WORK REQUIRED.
Rewrite the material from its first line through the line with "top-left (0, 462), bottom-right (1344, 896)", requests included. Multiply every coordinate in the answers by 0.8 and round to whole numbers, halves up, but leave the numbers in the requests and their format samples unchanged.

RECORDS SUPPLIED.
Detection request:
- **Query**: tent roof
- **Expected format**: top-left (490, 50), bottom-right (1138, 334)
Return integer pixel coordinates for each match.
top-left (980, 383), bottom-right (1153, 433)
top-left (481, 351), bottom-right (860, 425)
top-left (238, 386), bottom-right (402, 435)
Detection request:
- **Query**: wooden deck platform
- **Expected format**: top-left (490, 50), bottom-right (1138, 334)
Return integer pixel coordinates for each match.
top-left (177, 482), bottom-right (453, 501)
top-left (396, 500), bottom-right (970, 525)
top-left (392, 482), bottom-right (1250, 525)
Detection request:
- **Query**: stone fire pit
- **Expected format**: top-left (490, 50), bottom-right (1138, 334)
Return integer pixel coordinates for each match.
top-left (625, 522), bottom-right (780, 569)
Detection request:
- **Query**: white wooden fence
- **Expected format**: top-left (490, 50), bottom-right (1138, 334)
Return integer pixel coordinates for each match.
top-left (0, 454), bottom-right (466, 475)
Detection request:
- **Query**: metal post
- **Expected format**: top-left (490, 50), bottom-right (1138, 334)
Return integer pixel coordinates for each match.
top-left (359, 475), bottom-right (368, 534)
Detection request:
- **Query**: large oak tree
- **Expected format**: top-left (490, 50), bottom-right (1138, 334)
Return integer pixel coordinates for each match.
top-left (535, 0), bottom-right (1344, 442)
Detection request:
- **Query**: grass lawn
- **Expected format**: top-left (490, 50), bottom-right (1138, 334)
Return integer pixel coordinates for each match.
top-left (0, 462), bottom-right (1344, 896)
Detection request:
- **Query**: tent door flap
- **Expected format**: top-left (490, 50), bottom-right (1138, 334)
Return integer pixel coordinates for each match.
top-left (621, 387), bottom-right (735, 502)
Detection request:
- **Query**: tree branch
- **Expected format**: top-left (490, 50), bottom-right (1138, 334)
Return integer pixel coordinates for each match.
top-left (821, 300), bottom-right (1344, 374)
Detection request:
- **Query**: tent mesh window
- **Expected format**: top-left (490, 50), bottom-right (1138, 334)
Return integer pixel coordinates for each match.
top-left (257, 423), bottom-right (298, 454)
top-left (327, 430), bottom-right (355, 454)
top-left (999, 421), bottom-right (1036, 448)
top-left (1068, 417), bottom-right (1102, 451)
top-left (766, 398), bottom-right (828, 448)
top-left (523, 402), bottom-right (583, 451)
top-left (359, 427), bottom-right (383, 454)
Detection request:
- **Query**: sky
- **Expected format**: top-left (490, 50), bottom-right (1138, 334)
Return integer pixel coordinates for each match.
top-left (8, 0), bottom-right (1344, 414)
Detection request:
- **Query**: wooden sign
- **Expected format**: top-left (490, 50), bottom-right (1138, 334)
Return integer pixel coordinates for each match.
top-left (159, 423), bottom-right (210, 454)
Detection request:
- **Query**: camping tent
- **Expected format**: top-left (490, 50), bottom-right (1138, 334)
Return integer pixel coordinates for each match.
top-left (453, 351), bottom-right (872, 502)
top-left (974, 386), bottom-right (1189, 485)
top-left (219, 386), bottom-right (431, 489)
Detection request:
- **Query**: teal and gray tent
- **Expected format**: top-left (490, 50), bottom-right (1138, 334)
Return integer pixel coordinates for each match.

RESPONSE TO THE EXERCISE.
Detection request:
- **Query**: tent roof
- **Expected format**: top-left (490, 50), bottom-right (1138, 334)
Return integer pixel coordinates for each match.
top-left (784, 306), bottom-right (922, 346)
top-left (385, 281), bottom-right (688, 340)
top-left (190, 309), bottom-right (322, 348)
Detection request:
- **Query**: wooden deck platform
- **Expected format**: top-left (490, 50), bottom-right (1138, 334)
Return integer pixel coordinates for each match.
top-left (142, 386), bottom-right (362, 401)
top-left (317, 400), bottom-right (776, 420)
top-left (314, 386), bottom-right (1000, 420)
Detection request:
- **Query**: stone fire pit
- **Expected format**: top-left (490, 50), bottom-right (1138, 334)
Return integer pixel coordinates for each match.
top-left (500, 418), bottom-right (624, 455)
Detection request:
- **Query**: white wooden fence
- **Expected format**: top-left (490, 50), bottom-right (1138, 334)
Return integer pixel coordinates for each match.
top-left (0, 363), bottom-right (373, 380)
Detection request:
- **Query**: metal post
- **Expected format**: top-left (490, 50), bottom-right (1138, 334)
Return integer pixel coordinates for each match.
top-left (287, 380), bottom-right (294, 427)
Detection request:
- **Query**: large oak tree
- **Expected format**: top-left (490, 50), bottom-right (1138, 334)
Return integer pixel coordinates for each match.
top-left (428, 0), bottom-right (1075, 354)
Detection request:
- **Query**: grass lawn
- **Expected format**: top-left (490, 50), bottom-right (1138, 334)
Return integer pixel coordinates for each match.
top-left (0, 370), bottom-right (1075, 717)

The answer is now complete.